Description of the task: Since only part of the records is wanted, repeat exactly the lines from the one containing "Target: gray wall" through the last line, both included.

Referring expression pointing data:
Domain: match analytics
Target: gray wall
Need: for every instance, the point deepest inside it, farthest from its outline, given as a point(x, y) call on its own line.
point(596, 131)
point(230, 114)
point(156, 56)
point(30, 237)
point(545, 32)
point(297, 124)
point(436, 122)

Your response:
Target: gray wall
Need: for every instance, the point deepest inside it, farthest from its outline, given as a point(x, y) call on its own line.
point(596, 131)
point(230, 114)
point(156, 56)
point(30, 237)
point(545, 32)
point(297, 124)
point(436, 122)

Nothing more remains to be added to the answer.